Copy out the records below, changing every "rough mask" to "coarse mask" and leaving everything else unchanged.

» Stored records
━━━━━━━━━━━━━━━━

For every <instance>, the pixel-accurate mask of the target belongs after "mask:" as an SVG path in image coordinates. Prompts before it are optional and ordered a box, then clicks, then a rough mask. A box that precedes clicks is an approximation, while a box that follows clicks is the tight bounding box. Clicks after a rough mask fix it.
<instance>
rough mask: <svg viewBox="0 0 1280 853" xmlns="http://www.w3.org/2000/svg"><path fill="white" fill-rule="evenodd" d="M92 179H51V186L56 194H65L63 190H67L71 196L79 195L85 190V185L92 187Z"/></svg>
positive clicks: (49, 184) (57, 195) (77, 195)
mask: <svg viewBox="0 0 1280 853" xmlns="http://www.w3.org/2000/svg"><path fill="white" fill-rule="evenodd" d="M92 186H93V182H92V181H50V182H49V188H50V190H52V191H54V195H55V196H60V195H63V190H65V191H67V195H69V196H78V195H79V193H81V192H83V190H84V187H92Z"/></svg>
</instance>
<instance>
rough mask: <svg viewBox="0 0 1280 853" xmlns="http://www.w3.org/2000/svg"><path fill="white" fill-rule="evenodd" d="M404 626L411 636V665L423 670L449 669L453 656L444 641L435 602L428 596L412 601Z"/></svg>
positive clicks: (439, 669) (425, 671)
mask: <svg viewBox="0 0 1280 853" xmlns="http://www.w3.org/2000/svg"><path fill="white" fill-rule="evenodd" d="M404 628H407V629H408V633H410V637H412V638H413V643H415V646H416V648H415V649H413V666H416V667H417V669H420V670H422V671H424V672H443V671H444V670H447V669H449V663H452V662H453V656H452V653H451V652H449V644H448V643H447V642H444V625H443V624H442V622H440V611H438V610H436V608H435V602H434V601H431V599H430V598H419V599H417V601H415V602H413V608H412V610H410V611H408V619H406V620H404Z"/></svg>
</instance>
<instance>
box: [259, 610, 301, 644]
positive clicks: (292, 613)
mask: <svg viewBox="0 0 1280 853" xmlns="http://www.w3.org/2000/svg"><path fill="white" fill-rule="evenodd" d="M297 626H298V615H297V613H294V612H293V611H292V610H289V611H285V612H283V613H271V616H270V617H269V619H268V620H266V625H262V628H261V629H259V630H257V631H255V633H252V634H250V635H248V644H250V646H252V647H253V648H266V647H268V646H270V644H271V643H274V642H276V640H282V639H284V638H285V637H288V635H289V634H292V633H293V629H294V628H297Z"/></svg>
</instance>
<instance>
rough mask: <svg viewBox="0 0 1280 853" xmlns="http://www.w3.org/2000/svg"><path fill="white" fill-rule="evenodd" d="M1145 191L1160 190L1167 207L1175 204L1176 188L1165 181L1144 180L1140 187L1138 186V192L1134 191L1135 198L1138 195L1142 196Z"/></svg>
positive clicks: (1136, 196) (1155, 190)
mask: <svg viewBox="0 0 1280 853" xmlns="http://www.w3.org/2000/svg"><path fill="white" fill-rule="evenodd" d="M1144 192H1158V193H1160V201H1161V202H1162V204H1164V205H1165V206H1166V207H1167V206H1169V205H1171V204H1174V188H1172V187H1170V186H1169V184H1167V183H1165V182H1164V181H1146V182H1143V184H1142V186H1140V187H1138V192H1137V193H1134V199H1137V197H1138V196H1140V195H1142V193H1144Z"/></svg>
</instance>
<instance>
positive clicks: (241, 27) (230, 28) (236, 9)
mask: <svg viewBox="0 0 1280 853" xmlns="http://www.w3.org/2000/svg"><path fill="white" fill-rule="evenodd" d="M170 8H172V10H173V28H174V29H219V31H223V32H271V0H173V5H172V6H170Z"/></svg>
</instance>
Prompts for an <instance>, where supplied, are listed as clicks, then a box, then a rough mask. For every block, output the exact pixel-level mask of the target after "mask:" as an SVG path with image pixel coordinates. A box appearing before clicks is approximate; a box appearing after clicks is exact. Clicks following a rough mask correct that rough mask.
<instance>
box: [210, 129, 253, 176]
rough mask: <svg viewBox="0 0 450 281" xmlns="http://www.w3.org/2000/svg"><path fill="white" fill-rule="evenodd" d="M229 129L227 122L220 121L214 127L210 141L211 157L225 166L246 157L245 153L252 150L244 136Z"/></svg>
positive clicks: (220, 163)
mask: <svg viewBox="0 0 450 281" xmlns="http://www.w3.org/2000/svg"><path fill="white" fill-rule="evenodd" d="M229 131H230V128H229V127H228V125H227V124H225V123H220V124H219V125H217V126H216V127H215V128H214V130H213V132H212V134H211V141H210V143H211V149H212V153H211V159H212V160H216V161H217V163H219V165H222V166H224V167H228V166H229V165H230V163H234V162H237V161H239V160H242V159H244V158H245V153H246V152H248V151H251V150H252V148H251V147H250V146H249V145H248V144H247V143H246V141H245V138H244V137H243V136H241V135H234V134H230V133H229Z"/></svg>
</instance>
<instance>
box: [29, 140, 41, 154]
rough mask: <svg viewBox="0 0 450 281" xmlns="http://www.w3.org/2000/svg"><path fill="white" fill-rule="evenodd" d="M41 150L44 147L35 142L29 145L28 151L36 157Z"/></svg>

━━━━━━━━━━━━━━━━

» Reply to the task
For every <instance>, the pixel-accurate mask of the target belongs after "mask:" as an SVG path in image coordinates. Prompts before it are optional and ordered a box, then clicks, then a coarse mask. A box that precedes clicks is an approximation, while a box that follows clicks is the tight bounding box. Clicks after a coarse mask fix it.
<instance>
coarse mask: <svg viewBox="0 0 1280 853" xmlns="http://www.w3.org/2000/svg"><path fill="white" fill-rule="evenodd" d="M92 179H51V186L56 194H65L63 190H67L71 196L79 195L85 190V185L92 187Z"/></svg>
positive clicks: (49, 184) (57, 195) (77, 195)
mask: <svg viewBox="0 0 1280 853" xmlns="http://www.w3.org/2000/svg"><path fill="white" fill-rule="evenodd" d="M92 186H93V182H92V181H50V182H49V188H50V190H52V191H54V195H55V196H60V195H63V190H65V191H67V195H69V196H78V195H79V193H81V192H83V190H84V187H92Z"/></svg>
</instance>
<instance>
coarse mask: <svg viewBox="0 0 1280 853" xmlns="http://www.w3.org/2000/svg"><path fill="white" fill-rule="evenodd" d="M404 626L411 636V665L423 670L449 669L453 656L444 641L435 602L428 596L412 601Z"/></svg>
positive clicks: (439, 669) (425, 671)
mask: <svg viewBox="0 0 1280 853" xmlns="http://www.w3.org/2000/svg"><path fill="white" fill-rule="evenodd" d="M404 628H407V629H408V633H410V637H412V638H413V643H415V646H416V648H415V649H413V666H416V667H417V669H420V670H422V671H424V672H443V671H444V670H447V669H449V663H452V662H453V656H452V653H451V652H449V644H448V643H447V642H444V625H443V624H442V622H440V611H438V610H436V608H435V602H434V601H431V599H430V598H419V599H417V601H415V602H413V608H412V610H410V611H408V619H406V620H404Z"/></svg>
</instance>
<instance>
box: [259, 610, 301, 644]
positive clicks: (292, 613)
mask: <svg viewBox="0 0 1280 853" xmlns="http://www.w3.org/2000/svg"><path fill="white" fill-rule="evenodd" d="M297 626H298V615H297V613H294V612H293V611H292V610H289V611H285V612H283V613H271V616H270V617H269V619H268V620H266V625H262V628H261V629H259V630H257V631H255V633H252V634H250V635H248V644H250V646H252V647H253V648H266V647H268V646H270V644H271V643H274V642H276V640H282V639H284V638H285V637H288V635H289V634H292V633H293V629H294V628H297Z"/></svg>
</instance>
<instance>
coarse mask: <svg viewBox="0 0 1280 853" xmlns="http://www.w3.org/2000/svg"><path fill="white" fill-rule="evenodd" d="M1145 191L1160 190L1167 207L1175 204L1176 188L1165 181L1144 180L1140 187L1138 186V192L1134 191L1135 198L1138 195L1142 196Z"/></svg>
positive clicks: (1136, 196) (1155, 190)
mask: <svg viewBox="0 0 1280 853" xmlns="http://www.w3.org/2000/svg"><path fill="white" fill-rule="evenodd" d="M1144 192H1158V193H1160V201H1161V202H1162V204H1164V205H1165V206H1166V207H1167V206H1169V205H1171V204H1174V188H1172V187H1170V186H1169V184H1167V183H1165V182H1164V181H1146V182H1143V184H1142V186H1140V187H1138V192H1137V193H1134V199H1137V197H1138V196H1140V195H1142V193H1144Z"/></svg>
</instance>
<instance>
positive clicks: (241, 27) (230, 28) (236, 9)
mask: <svg viewBox="0 0 1280 853" xmlns="http://www.w3.org/2000/svg"><path fill="white" fill-rule="evenodd" d="M170 8H172V10H173V28H174V29H219V31H223V32H271V0H173V5H172V6H170Z"/></svg>
</instance>
Prompts for an <instance>, where supplied, are listed as clicks, then a box, then a coarse mask. For every block, output the exact pixel-level mask of the target after "mask:" as an SVG path with image pixel coordinates. A box appearing before clicks is approximate; a box appearing after clicks is exact. Clicks following a coarse mask correct that coarse mask.
<instance>
box: [210, 129, 253, 176]
coarse mask: <svg viewBox="0 0 450 281" xmlns="http://www.w3.org/2000/svg"><path fill="white" fill-rule="evenodd" d="M229 129L227 122L220 121L214 127L210 141L211 157L225 166L246 157L245 153L252 150L244 136Z"/></svg>
positive clicks: (220, 163)
mask: <svg viewBox="0 0 450 281" xmlns="http://www.w3.org/2000/svg"><path fill="white" fill-rule="evenodd" d="M229 131H230V128H229V127H228V125H227V124H225V123H220V124H219V125H217V126H216V127H215V128H214V130H213V132H212V134H211V141H210V143H211V149H212V153H211V159H212V160H216V161H217V163H219V165H222V166H224V167H228V166H229V165H230V163H234V162H237V161H239V160H242V159H244V158H245V153H246V152H248V151H251V150H252V148H251V147H250V146H249V145H248V144H247V143H246V141H245V138H244V137H243V136H241V135H234V134H230V133H229Z"/></svg>
</instance>
<instance>
box: [29, 140, 41, 154]
coarse mask: <svg viewBox="0 0 450 281" xmlns="http://www.w3.org/2000/svg"><path fill="white" fill-rule="evenodd" d="M41 150L44 147L35 142L29 145L28 151L36 157Z"/></svg>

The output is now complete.